--- Provided entries ---

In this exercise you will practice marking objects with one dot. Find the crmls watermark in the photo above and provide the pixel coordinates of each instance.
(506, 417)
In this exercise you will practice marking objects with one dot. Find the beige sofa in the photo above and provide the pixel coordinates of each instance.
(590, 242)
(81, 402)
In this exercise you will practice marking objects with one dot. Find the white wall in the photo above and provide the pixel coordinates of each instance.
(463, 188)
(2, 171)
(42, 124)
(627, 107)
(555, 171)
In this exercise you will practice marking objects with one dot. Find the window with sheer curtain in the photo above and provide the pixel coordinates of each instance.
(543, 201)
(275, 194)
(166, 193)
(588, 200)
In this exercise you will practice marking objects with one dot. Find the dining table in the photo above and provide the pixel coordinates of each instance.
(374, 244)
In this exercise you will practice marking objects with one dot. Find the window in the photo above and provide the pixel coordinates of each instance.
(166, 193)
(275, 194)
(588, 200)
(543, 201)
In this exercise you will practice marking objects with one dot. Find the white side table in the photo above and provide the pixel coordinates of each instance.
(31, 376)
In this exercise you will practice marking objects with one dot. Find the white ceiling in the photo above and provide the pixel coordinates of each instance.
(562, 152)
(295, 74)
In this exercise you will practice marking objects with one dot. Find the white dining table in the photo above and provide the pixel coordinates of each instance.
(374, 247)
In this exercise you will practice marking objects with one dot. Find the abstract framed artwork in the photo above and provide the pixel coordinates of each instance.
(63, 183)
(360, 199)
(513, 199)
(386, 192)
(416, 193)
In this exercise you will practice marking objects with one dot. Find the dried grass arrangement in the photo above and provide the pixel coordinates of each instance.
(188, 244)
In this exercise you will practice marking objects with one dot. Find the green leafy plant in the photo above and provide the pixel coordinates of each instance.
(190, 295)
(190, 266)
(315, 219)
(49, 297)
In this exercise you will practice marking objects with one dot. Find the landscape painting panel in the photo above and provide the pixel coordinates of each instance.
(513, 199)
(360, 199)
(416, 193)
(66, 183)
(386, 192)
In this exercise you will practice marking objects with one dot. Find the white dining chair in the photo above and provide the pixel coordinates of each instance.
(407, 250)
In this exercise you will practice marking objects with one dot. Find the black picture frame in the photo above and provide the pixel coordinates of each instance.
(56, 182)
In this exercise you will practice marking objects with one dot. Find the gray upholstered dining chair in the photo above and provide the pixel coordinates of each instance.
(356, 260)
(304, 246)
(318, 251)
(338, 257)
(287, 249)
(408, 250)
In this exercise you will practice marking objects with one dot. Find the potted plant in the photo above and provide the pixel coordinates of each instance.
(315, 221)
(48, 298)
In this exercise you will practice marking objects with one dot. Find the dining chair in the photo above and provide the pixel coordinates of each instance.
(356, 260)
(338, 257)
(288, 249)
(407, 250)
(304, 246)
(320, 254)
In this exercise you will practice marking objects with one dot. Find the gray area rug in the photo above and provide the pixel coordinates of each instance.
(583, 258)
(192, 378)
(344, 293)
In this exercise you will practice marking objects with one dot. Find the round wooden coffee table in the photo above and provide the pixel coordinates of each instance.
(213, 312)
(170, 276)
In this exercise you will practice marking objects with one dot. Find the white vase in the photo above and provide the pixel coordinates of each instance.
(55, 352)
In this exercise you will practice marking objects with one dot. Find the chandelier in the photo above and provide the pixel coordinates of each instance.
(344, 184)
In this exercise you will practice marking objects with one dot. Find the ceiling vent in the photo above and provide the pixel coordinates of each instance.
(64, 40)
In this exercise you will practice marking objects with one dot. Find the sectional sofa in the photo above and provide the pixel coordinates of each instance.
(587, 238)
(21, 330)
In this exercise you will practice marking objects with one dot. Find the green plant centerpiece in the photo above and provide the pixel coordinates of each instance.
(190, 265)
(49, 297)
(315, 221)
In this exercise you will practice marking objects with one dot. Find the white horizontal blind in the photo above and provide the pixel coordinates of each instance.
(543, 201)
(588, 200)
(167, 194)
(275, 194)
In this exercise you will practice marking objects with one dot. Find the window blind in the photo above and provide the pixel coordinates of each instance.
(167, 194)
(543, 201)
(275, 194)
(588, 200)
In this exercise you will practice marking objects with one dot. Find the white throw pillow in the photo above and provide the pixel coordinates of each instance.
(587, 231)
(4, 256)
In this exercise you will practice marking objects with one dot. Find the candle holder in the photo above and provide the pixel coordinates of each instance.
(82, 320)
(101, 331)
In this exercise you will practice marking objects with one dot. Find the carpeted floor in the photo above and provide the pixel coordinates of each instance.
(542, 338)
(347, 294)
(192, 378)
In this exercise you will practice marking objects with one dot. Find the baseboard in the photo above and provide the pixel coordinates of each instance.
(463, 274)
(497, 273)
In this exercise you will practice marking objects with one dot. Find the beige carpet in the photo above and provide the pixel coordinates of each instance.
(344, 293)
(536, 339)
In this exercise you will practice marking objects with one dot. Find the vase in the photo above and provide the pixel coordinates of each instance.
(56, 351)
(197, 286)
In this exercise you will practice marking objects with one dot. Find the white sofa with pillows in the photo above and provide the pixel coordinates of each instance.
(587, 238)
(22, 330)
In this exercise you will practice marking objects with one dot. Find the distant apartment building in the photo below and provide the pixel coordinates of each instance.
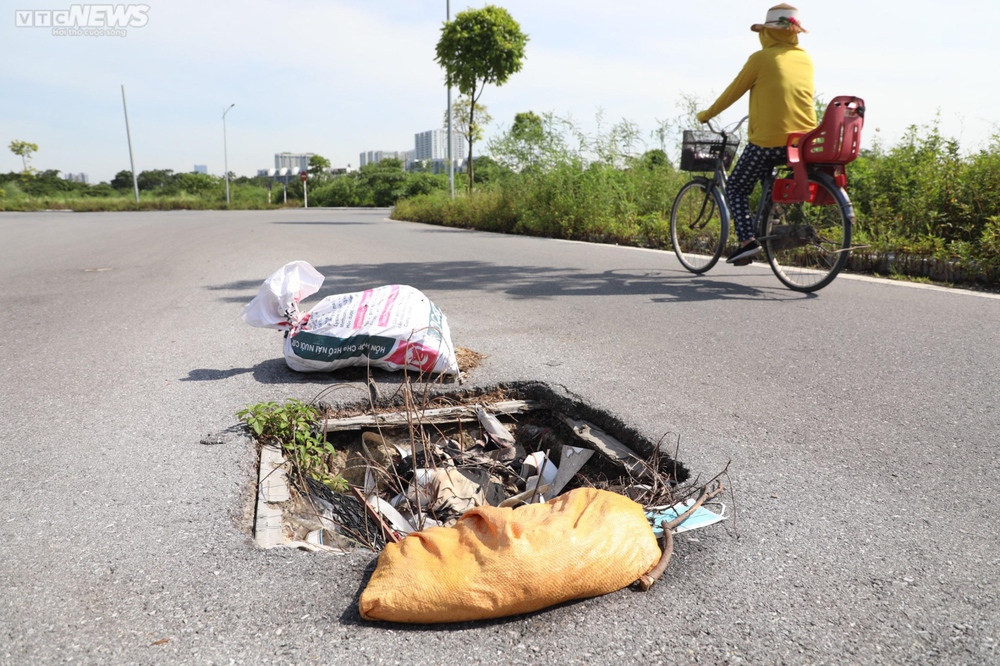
(292, 161)
(433, 145)
(376, 156)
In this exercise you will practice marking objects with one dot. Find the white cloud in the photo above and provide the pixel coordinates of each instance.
(340, 76)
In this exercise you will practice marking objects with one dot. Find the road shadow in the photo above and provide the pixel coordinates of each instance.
(661, 285)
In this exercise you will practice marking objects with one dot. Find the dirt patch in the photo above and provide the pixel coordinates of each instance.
(430, 456)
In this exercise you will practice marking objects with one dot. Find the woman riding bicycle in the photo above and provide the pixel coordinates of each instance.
(780, 80)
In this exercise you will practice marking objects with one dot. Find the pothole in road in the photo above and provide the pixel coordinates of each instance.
(424, 457)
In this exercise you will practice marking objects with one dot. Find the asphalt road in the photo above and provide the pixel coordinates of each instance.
(861, 427)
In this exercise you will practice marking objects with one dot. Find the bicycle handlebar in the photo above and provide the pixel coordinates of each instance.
(730, 129)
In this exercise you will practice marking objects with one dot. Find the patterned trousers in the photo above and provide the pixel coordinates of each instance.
(754, 163)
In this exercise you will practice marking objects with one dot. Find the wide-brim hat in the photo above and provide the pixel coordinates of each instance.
(781, 17)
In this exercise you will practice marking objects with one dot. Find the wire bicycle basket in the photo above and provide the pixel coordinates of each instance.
(700, 149)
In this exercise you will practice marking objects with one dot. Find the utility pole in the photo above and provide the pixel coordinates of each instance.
(225, 150)
(131, 159)
(451, 161)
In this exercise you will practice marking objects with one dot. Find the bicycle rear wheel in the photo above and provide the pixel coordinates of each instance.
(807, 244)
(699, 225)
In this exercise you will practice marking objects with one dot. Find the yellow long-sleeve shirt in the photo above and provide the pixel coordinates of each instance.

---

> [Directions]
Rewrite all of the items above as a numbered list, skipping blank lines. Leave the pictures out of your answer.

> [Written reply]
1. In this exercise you will practice marking objects with one dot. Find the crmls watermark in the photo above and provide the pixel coordinates of each instance.
2. (506, 417)
3. In this exercise you will practice marking objects with one dot. Find the beige sofa in the photo above and provide the pixel coordinates of each instance.
4. (590, 242)
5. (81, 402)
6. In this exercise you will practice marking objects with one dot. Find the white wall in the photo above and provide the pixel coordinates of each instance.
7. (463, 188)
8. (2, 171)
9. (42, 124)
10. (627, 107)
11. (555, 171)
12. In this exercise you will practice marking objects with one dot. Find the window with sheer curtain in the photo above and provide the pixel coordinates of each instance.
13. (543, 201)
14. (275, 194)
15. (166, 193)
16. (588, 200)
17. In this exercise you will practice marking objects with one dot. Find the dining table in the photo above and provide the pixel coordinates of each instance.
18. (374, 244)
19. In this exercise you will practice marking objects with one dot. Find the window in the photo above and provide the pixel coordinates of each instance.
20. (166, 193)
21. (275, 194)
22. (588, 200)
23. (543, 201)
24. In this exercise you will practice marking objects with one dot. Find the white side table in the photo above and provide the pixel coordinates of each instance.
25. (31, 376)
26. In this exercise you will practice marking objects with one dot. Find the white ceiling in the photo above and provide the pixel coordinates of each instance.
27. (562, 152)
28. (295, 74)
29. In this exercise you will practice marking objects with one dot. Find the white dining table in the photo above and provide the pixel coordinates of each instance.
30. (374, 247)
31. In this exercise you will practice marking objects with one dot. Find the abstract framed artwork in the photo above and provide the pixel coordinates of each instance.
32. (63, 183)
33. (360, 199)
34. (513, 199)
35. (386, 192)
36. (416, 193)
37. In this exercise you will practice marking objects with one dot. Find the dried grass arrangement in the photo above and provide the pixel coordinates of each instance.
38. (188, 244)
39. In this exercise you will practice marking objects with one dot. Find the green leafy plant in the photo above and provide the pixel coordinates of each instance.
40. (190, 295)
41. (190, 266)
42. (315, 219)
43. (49, 297)
44. In this exercise you will practice marking objects with one dot. Find the landscape painting panel in the photo above and provide the pixel coordinates of each instance.
45. (513, 199)
46. (360, 199)
47. (416, 193)
48. (66, 183)
49. (386, 192)
50. In this exercise you will practice marking objects with one dot. Find the white dining chair in the photo above and provide the pixel coordinates of each instance.
51. (407, 250)
52. In this exercise you will practice marking objects with one dot. Find the black picture frame in the photo above and provide the pixel coordinates of each instance.
53. (56, 182)
54. In this exercise you will practice marking objects with one dot. Find the gray upholstered dining chair in the photo above and provide the pixel coordinates of each instance.
55. (356, 260)
56. (304, 246)
57. (318, 251)
58. (338, 257)
59. (287, 249)
60. (408, 250)
61. In this exercise you will practice marking objects with one dot. Find the potted plant in the photo above and provide the pixel coordinates of each instance.
62. (315, 221)
63. (48, 298)
64. In this exercise you will practice marking objects with one dot. Find the dining chair in the photo above and provide the pixel coordinates of each instance.
65. (356, 260)
66. (338, 257)
67. (288, 249)
68. (407, 250)
69. (304, 246)
70. (320, 254)
71. In this exercise you will practice marking objects with one dot. Find the gray area rug in the photo above and provide the pixel coordinates of each instance.
72. (583, 258)
73. (192, 378)
74. (344, 293)
75. In this exercise you will practice marking objects with one dot. Find the round wooden coffee table in the photo above and provide the pixel coordinates of each instance.
76. (213, 312)
77. (170, 276)
78. In this exercise you will practice marking objects with one dot. Find the white vase in the photo above and provide the pixel coordinates of each instance.
79. (55, 352)
80. In this exercise you will practice marking objects with one dot. Find the chandelier in the photo above and provide the pixel coordinates of each instance.
81. (344, 184)
82. In this exercise you will practice marking objects with one dot. Find the ceiling vent in the photo above and provide the pixel coordinates of each instance.
83. (64, 40)
84. In this exercise you will practice marking objects with one dot. Find the sectional sofa in the photo above and provide the pixel coordinates of each instance.
85. (587, 238)
86. (21, 330)
87. In this exercise you will practice marking objects with one dot. Find the green plant centerpiece in the photo above and provide the pixel coordinates of each instance.
88. (190, 265)
89. (49, 297)
90. (315, 221)
91. In this exercise you will practice marking objects with one dot. Find the white horizontal blind in the photo above and provide the pixel coordinates of each instance.
92. (543, 201)
93. (588, 200)
94. (167, 194)
95. (275, 194)
96. In this exercise you will practice marking objects with one dot. Find the window blind in the photo above and provide the pixel coordinates of each instance.
97. (167, 194)
98. (543, 201)
99. (275, 194)
100. (588, 200)
101. In this exercise you will practice marking objects with one dot. Find the white throw pillow in the photo above and provide the pixel coordinates of each instance.
102. (587, 231)
103. (4, 256)
104. In this exercise you will practice marking objects with one dot. Find the candle holder in the photo above and provide the pixel coordinates of each instance.
105. (82, 320)
106. (101, 331)
107. In this exercise you will practice marking objects with one dot. Find the carpeted floor in the photo above and provide the pixel coordinates of each instance.
108. (542, 338)
109. (347, 294)
110. (192, 378)
111. In this exercise you will practice marking objects with one dot. Find the baseboard in the photo above and provide the pixel coordinates of each instance.
112. (463, 274)
113. (497, 273)
114. In this exercise you will practice marking objects with one dot. Find the beige carpet in the photo above and provide the pixel coordinates of each instance.
115. (344, 293)
116. (536, 339)
117. In this exercise you will practice marking objects with one dot. Find the vase in the photo above and provide the pixel coordinates of each instance.
118. (56, 351)
119. (197, 286)
120. In this exercise you will practice marking objects with one dot. Find the white sofa with pillows in the photo above and provide the pixel coordinates of each instance.
121. (587, 238)
122. (22, 330)
123. In this exercise you will practice marking objects with one dot. Find the distant apartment building in the photo below and provide the pixel coordinates of each instance.
124. (292, 161)
125. (433, 145)
126. (376, 156)
127. In this exercise you will practice marking objects with one dot. Find the white cloud in the photo above and provide the pixel coordinates of each instance.
128. (340, 76)
129. In this exercise you will practice marking objects with one dot. Find the road shadow in the photo above and provide the pixel coordinates of each instance.
130. (661, 285)
131. In this exercise you will practice marking objects with one dot. Find the dirt patch in the photo above and provide the pixel coordinates of each instance.
132. (430, 456)
133. In this exercise you will practice marking objects with one dot. Find the woman riding bicycle in the photo above and provide the pixel coordinates of each instance.
134. (780, 80)
135. In this exercise you will practice marking objects with one dot. Find the pothole in road in the photo above and provide the pixel coordinates of each instance.
136. (424, 457)
137. In this exercise you will practice marking objects with one dot. Find the asphalt road in the photo above and provide the pixel coordinates of each instance.
138. (861, 427)
139. In this exercise you will practice marking objects with one dot. Find the bicycle handlebar in the photo above and provide the pixel coordinates of each instance.
140. (730, 129)
141. In this exercise you will practice marking objects with one dot. Find the patterned trousers in the photo above and provide the pixel coordinates of each instance.
142. (754, 163)
143. In this exercise you will practice marking objects with one dot. Find the wide-brim hat in the photo above and provide the pixel coordinates of each instance.
144. (781, 17)
145. In this exercise you will practice marking objects with one dot. Find the wire bicycle basket in the photo above and provide the pixel coordinates of each instance.
146. (700, 149)
147. In this exercise you will practice marking objects with one dot. Find the utility pole in the photo above and provide the pixel coordinates of each instance.
148. (225, 150)
149. (131, 159)
150. (451, 161)
151. In this exercise you will practice marking objects with one dot. Find the bicycle rear wheel in the photo above and provide the pixel coordinates of each instance.
152. (807, 244)
153. (699, 225)
154. In this exercise you will practice marking objects with one dot. Find the yellow long-sleeve shirt in the photo above and provide the pixel coordinates of each instance.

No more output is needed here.